Source material below:

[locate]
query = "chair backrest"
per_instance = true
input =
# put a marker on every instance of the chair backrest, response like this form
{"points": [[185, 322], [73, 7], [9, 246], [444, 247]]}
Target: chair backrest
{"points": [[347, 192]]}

End of Source material.

Set down all the data exactly as given.

- _Solution to this task_
[locate]
query = "chair backrest"
per_instance = true
input =
# put a marker on every instance of the chair backrest, response like this form
{"points": [[185, 322], [73, 7], [9, 246], [444, 247]]}
Target: chair backrest
{"points": [[347, 192]]}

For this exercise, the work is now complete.